**PAGE TEXT:**
If a doubling of the resources results in either an ability to double the demand or double the performance, the system is scalable (scalability = 1).
When a system can scale perfectly, this is referred to as linear scaling (because the performance/demand increases in a linear relationship with resources). Linear scaling is sometimes also informally known as being ‘embarrassingly parallel’: i.e., the parallel computation is almost ‘embarrassingly easy’.
If a doubling of the resources results in no improvement to the system’s performance or ability to handle demand, then it is not scalable.
In the more common middle ground, a doubling of resources is likely to increase performance or potential demand by a smaller amount. Whether this is a 10% increase, a 50% increase or a 90% increase gives a sense of the system’s scalability.
Vertical vs horizontal scaling
Scalability does not always mean adding additional servers (horizontal scaling or scale-out). Resources can be added directly to individual servers (vertical scaling or scale-up). For example, doubling the amount of RAM or disk space on a server can often increase performance.

**DATA LISTING:**
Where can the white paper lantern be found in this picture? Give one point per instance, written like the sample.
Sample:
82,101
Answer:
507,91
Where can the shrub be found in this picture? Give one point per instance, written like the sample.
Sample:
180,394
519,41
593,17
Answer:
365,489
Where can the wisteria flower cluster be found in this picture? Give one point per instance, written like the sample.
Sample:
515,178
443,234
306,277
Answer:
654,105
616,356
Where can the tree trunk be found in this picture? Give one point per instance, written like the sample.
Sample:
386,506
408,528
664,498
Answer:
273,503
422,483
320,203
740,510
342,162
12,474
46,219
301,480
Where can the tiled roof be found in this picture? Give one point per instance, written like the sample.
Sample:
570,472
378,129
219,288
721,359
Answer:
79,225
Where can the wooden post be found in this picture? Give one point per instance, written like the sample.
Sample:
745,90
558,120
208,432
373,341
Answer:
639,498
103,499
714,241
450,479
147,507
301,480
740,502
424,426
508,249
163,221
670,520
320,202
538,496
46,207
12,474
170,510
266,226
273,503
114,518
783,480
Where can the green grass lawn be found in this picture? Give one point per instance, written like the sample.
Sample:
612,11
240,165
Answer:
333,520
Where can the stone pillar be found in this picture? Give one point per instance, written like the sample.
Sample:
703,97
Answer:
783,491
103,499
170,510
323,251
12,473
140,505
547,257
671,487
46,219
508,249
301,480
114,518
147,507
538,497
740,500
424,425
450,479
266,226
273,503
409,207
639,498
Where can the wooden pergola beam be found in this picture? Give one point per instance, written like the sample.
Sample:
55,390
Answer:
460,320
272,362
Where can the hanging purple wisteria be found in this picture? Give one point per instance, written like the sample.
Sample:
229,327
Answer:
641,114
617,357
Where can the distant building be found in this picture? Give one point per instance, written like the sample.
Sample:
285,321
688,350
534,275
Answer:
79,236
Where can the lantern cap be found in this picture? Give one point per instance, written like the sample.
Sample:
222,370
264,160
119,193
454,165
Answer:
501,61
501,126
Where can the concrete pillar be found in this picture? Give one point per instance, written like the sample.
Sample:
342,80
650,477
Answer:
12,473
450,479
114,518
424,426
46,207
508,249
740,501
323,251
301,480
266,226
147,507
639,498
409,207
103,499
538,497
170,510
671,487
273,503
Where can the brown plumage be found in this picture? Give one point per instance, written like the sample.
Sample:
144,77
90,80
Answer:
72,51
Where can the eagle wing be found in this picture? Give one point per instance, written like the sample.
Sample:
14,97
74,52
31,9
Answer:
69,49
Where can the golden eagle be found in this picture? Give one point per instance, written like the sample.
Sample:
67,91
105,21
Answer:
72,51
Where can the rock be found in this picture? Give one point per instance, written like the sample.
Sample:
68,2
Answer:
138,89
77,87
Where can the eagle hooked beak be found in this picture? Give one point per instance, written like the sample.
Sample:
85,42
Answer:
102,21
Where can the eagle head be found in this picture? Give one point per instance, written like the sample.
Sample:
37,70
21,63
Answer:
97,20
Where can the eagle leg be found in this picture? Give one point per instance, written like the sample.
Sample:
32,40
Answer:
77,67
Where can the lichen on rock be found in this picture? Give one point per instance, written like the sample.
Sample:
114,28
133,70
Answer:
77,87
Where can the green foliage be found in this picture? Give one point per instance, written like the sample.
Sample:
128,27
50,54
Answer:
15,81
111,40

**WORK TO DO:**
1. In the scalability text, what informal name is sometimes given to linear scaling?
2. Reproduce the scalability text verbatim, beginning at the words "If a doubling of the resources results in either" and stopping after "is not scalable.".

**RESULTS OF THE TASKS:**
1. Embarrassingly parallel.

2.
If a doubling of the resources results in either an ability to double the demand or double the performance, the system is scalable (scalability = 1).
When a system can scale perfectly, this is referred to as linear scaling (because the performance/demand increases in a linear relationship with resources). Linear scaling is sometimes also informally known as being ‘embarrassingly parallel’: i.e., the parallel computation is almost ‘embarrassingly easy’.
If a doubling of the resources results in no improvement to the system’s performance or ability to handle demand, then it is not scalable.